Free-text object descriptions
Start of Block

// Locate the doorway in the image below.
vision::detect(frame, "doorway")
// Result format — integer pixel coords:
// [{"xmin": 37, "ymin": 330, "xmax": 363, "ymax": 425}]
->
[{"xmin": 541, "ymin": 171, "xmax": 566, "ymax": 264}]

End of Block
Start of Block

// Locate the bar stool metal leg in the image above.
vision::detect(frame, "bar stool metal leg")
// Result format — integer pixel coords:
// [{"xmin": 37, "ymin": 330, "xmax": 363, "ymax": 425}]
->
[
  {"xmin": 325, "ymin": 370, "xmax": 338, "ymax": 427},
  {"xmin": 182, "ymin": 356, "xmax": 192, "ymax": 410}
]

End of Block
Start of Block

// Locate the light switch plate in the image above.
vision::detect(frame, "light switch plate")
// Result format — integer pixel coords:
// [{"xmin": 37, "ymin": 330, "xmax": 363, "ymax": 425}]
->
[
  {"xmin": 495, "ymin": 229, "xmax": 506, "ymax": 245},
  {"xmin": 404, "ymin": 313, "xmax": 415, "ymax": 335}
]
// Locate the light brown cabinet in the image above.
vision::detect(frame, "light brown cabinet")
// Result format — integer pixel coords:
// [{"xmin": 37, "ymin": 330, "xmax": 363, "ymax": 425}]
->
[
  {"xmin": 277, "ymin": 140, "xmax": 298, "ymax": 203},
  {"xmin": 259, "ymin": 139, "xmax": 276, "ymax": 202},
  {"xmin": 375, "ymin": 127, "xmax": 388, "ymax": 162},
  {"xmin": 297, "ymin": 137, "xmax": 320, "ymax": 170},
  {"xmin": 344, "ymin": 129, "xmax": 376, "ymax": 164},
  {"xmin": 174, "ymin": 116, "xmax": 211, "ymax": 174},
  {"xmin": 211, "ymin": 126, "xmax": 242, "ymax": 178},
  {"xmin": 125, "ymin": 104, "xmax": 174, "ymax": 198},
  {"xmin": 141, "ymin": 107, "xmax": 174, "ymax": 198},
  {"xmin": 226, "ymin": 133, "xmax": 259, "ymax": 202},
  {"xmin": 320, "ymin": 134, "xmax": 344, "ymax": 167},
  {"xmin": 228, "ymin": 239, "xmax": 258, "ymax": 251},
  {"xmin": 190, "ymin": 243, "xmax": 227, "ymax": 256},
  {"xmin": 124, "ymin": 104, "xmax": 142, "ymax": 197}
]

End of Block

Go through the data above and copy each line in which "plate" appears.

▶ _Solved exercise_:
// Locate the light switch plate in the image above.
vision::detect(frame, "light switch plate")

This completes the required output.